Do this — The required output is the line that contains "Indicate the brown camel" plus every line after it in the listing below, copied exactly as it appears.

— start of Listed entries —

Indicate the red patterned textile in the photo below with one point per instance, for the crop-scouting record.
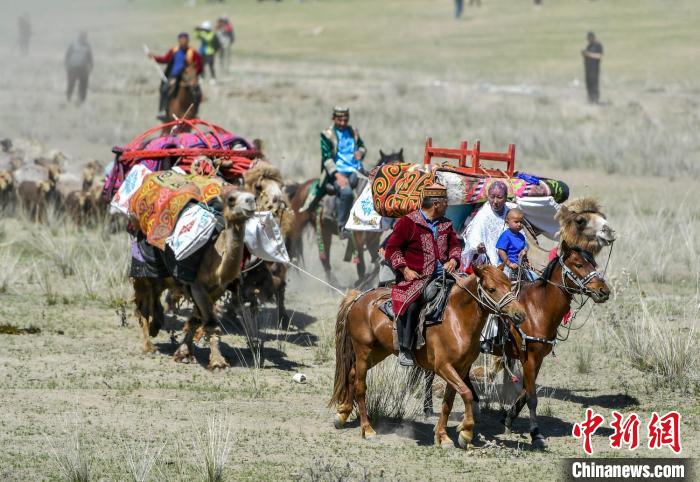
(161, 197)
(397, 187)
(412, 244)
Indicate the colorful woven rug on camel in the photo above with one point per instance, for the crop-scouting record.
(163, 195)
(397, 187)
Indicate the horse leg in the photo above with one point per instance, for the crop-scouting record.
(325, 247)
(358, 243)
(428, 397)
(530, 376)
(361, 367)
(456, 381)
(345, 409)
(185, 352)
(441, 438)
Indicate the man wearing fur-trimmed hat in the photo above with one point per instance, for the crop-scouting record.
(342, 153)
(422, 246)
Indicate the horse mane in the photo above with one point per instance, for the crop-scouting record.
(569, 229)
(260, 171)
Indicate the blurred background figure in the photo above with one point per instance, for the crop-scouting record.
(592, 55)
(207, 47)
(24, 33)
(176, 60)
(78, 63)
(226, 37)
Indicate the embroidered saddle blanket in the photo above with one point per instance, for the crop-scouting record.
(157, 204)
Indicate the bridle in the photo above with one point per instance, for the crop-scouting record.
(579, 282)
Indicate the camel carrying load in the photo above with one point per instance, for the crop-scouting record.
(395, 190)
(190, 217)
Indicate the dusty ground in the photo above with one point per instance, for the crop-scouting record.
(84, 373)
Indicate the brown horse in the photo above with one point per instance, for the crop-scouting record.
(364, 338)
(184, 102)
(326, 228)
(546, 302)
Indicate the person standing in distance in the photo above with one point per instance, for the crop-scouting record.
(592, 56)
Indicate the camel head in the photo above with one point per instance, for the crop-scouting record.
(238, 206)
(582, 224)
(264, 181)
(7, 181)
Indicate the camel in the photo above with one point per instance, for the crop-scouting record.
(268, 280)
(219, 267)
(8, 195)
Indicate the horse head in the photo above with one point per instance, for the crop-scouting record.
(189, 78)
(582, 224)
(389, 158)
(580, 275)
(495, 292)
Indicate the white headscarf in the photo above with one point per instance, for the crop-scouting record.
(486, 227)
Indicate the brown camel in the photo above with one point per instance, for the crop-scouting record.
(265, 281)
(8, 196)
(220, 266)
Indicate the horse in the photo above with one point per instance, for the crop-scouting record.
(326, 228)
(546, 301)
(364, 338)
(184, 101)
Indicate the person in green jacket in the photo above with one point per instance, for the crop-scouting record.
(207, 47)
(342, 153)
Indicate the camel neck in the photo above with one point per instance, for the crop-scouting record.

— end of Listed entries —

Written answer —
Indicate the brown camel in the photo above with one point per instance, for the crop-scouting record.
(265, 281)
(8, 196)
(220, 266)
Indicate the horse in the photo above with one point per instance, for the crop-scouting record.
(326, 228)
(546, 301)
(364, 338)
(184, 101)
Indicate the person in green jacket in the photo above with one point per instance, for the crop-scouting record.
(207, 47)
(342, 153)
Indicate the camel neck in the photo above with one point per instance, for the crop-scouting record.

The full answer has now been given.